GIVEN DATA =>
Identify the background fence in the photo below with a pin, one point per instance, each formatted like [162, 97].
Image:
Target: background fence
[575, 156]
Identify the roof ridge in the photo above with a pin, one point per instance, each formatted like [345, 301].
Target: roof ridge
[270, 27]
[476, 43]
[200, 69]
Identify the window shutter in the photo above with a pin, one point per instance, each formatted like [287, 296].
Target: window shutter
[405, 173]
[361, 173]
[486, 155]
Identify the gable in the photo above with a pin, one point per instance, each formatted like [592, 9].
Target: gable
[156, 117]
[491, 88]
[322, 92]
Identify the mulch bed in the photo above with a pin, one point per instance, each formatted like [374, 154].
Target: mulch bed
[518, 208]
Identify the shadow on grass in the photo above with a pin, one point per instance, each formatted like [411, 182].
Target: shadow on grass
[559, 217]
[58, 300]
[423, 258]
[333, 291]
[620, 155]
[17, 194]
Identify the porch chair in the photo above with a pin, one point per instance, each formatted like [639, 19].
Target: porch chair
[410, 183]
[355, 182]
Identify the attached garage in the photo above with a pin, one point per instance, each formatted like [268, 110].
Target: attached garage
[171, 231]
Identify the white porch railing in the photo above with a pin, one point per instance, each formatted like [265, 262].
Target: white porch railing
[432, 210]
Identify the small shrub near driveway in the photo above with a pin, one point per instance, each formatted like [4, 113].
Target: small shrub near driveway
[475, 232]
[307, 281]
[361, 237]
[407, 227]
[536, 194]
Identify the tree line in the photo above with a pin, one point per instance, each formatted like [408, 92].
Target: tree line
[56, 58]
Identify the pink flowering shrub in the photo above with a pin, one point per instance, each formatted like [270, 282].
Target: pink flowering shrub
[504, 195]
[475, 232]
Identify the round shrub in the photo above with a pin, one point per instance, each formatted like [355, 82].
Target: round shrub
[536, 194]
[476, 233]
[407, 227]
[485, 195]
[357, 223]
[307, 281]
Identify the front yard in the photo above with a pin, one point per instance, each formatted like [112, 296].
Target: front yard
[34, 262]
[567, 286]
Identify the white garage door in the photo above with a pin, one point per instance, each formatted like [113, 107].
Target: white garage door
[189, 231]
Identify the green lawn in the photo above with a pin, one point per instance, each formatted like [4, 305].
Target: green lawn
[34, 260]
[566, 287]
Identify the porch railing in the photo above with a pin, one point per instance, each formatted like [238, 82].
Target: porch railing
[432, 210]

TASK ITEM =>
Set the records above down again. Match them exactly.

TASK RESULT =>
Identify the background fence in the photo below with a pin, one point per instance, each formatted like [162, 97].
Image:
Target: background fence
[575, 156]
Identify the roof ridge in the photo above with a pin, one point per instance, each formatted like [345, 301].
Target: roof ridge
[270, 27]
[476, 43]
[200, 69]
Identify the window shutter in the photo above with a pin, one point per instance, each formatted like [287, 296].
Target: window shutter
[405, 173]
[361, 173]
[486, 155]
Identify the gable in the photo above with a pin, one point per instance, each formatted like [592, 9].
Target: gable
[156, 117]
[491, 88]
[322, 92]
Identify the mulch bed in the photo above with a pin, one point per instance, each formatted like [374, 154].
Target: mulch bed
[518, 208]
Identify the shadow on grass in the photo above with a pin, one point per instance, each formatted like [411, 182].
Target: shadow on grass
[559, 217]
[58, 300]
[423, 258]
[333, 291]
[620, 155]
[17, 194]
Identify the porch chair in the photo above with a pin, one point per instance, each formatted like [639, 19].
Target: porch chair
[410, 183]
[355, 182]
Identify the attached garage in the photo above with a pin, one point per instance, each formatted like [268, 110].
Target: attached garage
[171, 231]
Identify the white porch railing in the photo above with a pin, one point per instance, each formatted like [265, 262].
Target: white porch railing
[432, 210]
Identify the small shrub near driveway in the photo above with a pin, one point per instance, each formatted like [4, 113].
Target: small shrub near driveway
[475, 232]
[307, 281]
[361, 237]
[407, 227]
[536, 194]
Identify the tree line in the photo above with a pin, one point per instance, each formatted like [408, 92].
Target: tree line
[56, 58]
Identify the pink flowering shrub in the photo above with a pin, one point per instance, each formatted like [270, 282].
Target: pink flowering shrub
[504, 195]
[475, 232]
Identify the round shrub in the photo above with a pin, one point per instance, each formatted like [355, 82].
Target: round shrub
[536, 194]
[476, 233]
[407, 227]
[485, 195]
[357, 223]
[307, 281]
Identify the front yard in the photo above with a pin, one point per instance, each formatted like [112, 296].
Target: front yard
[34, 262]
[567, 286]
Identify the white garage door in the photo above with a pin, one point per instance, each formatted like [113, 107].
Target: white garage door
[189, 231]
Identify the green lawn in the photo above with a pin, one point per instance, each formatted like [4, 305].
Target: green lawn
[34, 260]
[566, 287]
Identify the porch railing in the photo above with a pin, one point per instance, each formatted like [238, 82].
Target: porch railing
[432, 210]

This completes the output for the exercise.